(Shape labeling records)

┄┄┄┄┄┄

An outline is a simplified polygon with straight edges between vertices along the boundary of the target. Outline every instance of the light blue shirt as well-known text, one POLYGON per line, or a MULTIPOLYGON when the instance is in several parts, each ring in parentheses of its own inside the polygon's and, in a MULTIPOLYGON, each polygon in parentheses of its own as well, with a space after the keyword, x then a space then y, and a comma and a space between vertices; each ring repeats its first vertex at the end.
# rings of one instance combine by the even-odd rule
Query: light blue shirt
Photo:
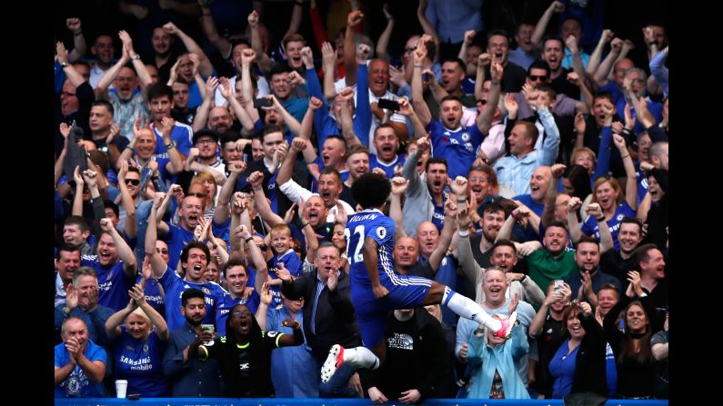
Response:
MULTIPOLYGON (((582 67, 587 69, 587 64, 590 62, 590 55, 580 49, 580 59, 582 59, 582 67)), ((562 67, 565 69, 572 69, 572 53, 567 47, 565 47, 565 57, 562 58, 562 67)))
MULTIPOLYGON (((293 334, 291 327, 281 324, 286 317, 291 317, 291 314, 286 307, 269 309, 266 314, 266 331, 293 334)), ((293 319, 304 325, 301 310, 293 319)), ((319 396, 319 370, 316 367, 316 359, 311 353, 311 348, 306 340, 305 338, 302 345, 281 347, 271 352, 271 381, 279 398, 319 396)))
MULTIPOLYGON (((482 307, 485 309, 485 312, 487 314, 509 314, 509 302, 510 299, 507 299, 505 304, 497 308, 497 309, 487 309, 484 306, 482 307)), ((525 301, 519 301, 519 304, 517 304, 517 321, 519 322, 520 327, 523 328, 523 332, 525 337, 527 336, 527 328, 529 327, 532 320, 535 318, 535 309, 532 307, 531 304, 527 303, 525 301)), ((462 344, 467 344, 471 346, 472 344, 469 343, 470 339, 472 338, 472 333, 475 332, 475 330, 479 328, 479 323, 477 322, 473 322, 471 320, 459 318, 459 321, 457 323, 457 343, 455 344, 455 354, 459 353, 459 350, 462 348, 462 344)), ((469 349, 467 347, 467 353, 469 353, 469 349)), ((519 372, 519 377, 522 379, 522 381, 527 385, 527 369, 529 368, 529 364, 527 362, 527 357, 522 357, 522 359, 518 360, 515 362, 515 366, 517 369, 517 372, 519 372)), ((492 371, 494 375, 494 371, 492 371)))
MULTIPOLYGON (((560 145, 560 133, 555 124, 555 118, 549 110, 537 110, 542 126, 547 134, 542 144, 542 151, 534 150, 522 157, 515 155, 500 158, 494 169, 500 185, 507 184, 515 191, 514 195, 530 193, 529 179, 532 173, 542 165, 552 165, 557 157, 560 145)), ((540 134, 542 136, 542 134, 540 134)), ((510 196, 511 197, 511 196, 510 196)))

┄┄┄┄┄┄

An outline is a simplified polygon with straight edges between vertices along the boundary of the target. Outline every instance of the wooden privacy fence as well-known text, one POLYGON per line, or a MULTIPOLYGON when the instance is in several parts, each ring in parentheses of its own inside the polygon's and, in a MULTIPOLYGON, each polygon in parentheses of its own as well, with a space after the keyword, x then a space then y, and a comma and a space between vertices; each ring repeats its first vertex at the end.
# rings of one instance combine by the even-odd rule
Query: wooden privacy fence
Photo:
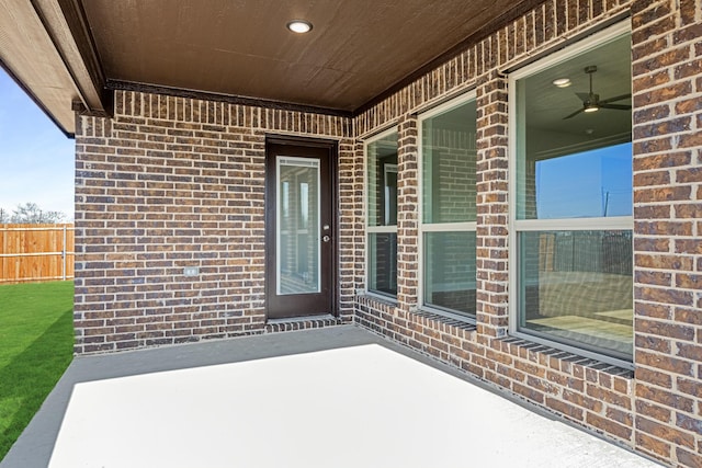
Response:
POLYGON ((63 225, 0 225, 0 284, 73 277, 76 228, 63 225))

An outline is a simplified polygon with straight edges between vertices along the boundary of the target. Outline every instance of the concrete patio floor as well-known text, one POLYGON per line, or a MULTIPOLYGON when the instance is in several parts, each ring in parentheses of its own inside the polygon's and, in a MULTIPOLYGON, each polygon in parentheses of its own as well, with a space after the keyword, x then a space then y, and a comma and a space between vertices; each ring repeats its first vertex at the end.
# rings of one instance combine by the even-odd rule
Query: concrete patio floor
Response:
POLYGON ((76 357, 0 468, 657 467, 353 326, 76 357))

┄┄┄┄┄┄

■ **WORK INSTRUCTIONS**
Rewrite the lines starting at the one containing "of the light" and ending at the one containing "MULTIPOLYGON (((582 67, 587", swapping "shirt" for "jacket" and keeping everything else the same. Omit the pictures from your answer.

■ **SOLUTION TO THE PROBLEM**
An outline is a simplified polygon with straight edges between vertices along the boundary of the target. Outline every instance of the light blue jacket as well-known text, one POLYGON per line, or a MULTIPOLYGON when the instance is in several parts, each ring in parentheses of its own inside the polygon's and, in a MULTIPOLYGON, each polygon in parentheses of its own as well, with a space after the keyword, x then a space then y, and a comma and a space between vertices; each ring repeats its first vertex at the end.
# rings of one instance combine by the even-odd rule
Query: light blue jacket
Photo:
Response:
MULTIPOLYGON (((582 67, 587 69, 587 64, 590 62, 590 55, 580 49, 580 59, 582 59, 582 67)), ((562 67, 565 69, 572 69, 572 53, 567 47, 565 47, 565 57, 562 58, 562 67)))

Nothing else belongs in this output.